Henry Monson (25 August 1793 – 9 December 1866) was a founding settler in Dunedin, New Zealand. His journal, recording his career as Dunedin's first full-time gaoler, forms an historical document on social conditions in New Zealand in the 1850s.

==Biography==
Henry Monson was born on 25 August 1793 in Cawood, West Riding of Yorkshire, England, the son of Bernard Monson, a labourer. By 1825 he was living in London, where he married and set up in business as a builder and carpenter, only to go bankrupt in 1826. A devoted Methodist, he worked to help London's slum children as the superintendent of a Ragged school. In 1847 he again went bankrupt and turned to a neighbour, the computer pioneer Charles Babbage, for help in obtaining assisted passage to New Zealand. He duly sailed on the John Wickliffe along with two of his sons, William Henry and John Robert, arriving at Port Chalmers on 23 March 1848.

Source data

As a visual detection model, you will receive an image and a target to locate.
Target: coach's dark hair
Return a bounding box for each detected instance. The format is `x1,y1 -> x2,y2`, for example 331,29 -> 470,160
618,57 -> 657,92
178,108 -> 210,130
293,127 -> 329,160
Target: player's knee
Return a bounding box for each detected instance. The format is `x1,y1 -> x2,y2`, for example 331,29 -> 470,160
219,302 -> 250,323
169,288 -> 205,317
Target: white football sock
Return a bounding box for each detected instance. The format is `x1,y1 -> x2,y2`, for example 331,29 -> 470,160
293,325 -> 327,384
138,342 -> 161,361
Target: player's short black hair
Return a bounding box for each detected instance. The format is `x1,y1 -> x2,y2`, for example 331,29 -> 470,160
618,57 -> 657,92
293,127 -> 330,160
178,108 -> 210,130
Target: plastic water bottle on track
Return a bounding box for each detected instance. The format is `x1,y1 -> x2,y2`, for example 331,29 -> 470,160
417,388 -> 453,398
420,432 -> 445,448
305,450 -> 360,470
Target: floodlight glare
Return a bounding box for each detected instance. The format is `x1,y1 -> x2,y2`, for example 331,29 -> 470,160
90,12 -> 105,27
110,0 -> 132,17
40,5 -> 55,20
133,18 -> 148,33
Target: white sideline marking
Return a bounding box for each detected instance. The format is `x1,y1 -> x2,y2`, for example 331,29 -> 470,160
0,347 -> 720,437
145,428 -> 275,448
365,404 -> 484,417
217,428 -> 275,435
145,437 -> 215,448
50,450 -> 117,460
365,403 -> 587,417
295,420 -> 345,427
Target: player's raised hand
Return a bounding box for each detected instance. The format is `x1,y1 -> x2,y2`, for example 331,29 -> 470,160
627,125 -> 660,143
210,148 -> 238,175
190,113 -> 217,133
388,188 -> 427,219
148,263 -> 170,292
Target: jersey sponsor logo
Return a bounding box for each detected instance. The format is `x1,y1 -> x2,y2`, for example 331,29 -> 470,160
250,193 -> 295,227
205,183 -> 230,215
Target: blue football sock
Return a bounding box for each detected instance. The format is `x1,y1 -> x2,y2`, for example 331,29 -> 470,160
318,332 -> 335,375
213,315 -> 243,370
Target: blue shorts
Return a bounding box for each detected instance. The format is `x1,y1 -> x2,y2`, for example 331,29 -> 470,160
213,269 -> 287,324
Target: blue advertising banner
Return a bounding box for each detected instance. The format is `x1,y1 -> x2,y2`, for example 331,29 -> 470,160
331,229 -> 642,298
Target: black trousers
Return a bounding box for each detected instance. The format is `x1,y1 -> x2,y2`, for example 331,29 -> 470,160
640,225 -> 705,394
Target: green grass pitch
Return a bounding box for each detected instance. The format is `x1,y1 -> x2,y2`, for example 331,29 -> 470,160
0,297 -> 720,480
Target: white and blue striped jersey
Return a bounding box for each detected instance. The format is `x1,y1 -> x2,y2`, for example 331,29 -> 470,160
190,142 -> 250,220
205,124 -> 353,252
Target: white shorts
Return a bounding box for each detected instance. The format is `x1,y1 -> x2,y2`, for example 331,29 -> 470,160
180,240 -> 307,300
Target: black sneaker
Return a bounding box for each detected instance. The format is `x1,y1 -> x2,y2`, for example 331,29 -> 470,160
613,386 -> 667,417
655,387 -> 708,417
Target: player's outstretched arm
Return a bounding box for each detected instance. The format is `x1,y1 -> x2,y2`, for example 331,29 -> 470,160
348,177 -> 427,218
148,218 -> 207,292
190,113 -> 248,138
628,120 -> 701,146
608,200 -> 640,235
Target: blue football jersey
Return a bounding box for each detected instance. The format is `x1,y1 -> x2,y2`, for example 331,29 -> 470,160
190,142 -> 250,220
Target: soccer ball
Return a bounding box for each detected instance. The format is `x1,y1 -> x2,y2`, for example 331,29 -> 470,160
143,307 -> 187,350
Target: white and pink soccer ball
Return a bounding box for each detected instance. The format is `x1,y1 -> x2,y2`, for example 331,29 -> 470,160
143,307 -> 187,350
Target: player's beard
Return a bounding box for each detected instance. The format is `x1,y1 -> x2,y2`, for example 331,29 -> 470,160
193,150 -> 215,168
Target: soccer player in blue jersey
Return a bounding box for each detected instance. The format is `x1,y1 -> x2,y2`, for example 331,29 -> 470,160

• _ACTIVITY_
Transcribe the entire passage on Henry Monson word for word. The listing was taken from a separate source.

• _ANSWER TO THIS TASK_
Henry Monson (25 August 1793 – 9 December 1866) was a founding settler in Dunedin, New Zealand. His journal, recording his career as Dunedin's first full-time gaoler, forms an historical document on social conditions in New Zealand in the 1850s.

==Biography==
Henry Monson was born on 25 August 1793 in Cawood, West Riding of Yorkshire, England, the son of Bernard Monson, a labourer. By 1825 he was living in London, where he married and set up in business as a builder and carpenter, only to go bankrupt in 1826. A devoted Methodist, he worked to help London's slum children as the superintendent of a Ragged school. In 1847 he again went bankrupt and turned to a neighbour, the computer pioneer Charles Babbage, for help in obtaining assisted passage to New Zealand. He duly sailed on the John Wickliffe along with two of his sons, William Henry and John Robert, arriving at Port Chalmers on 23 March 1848.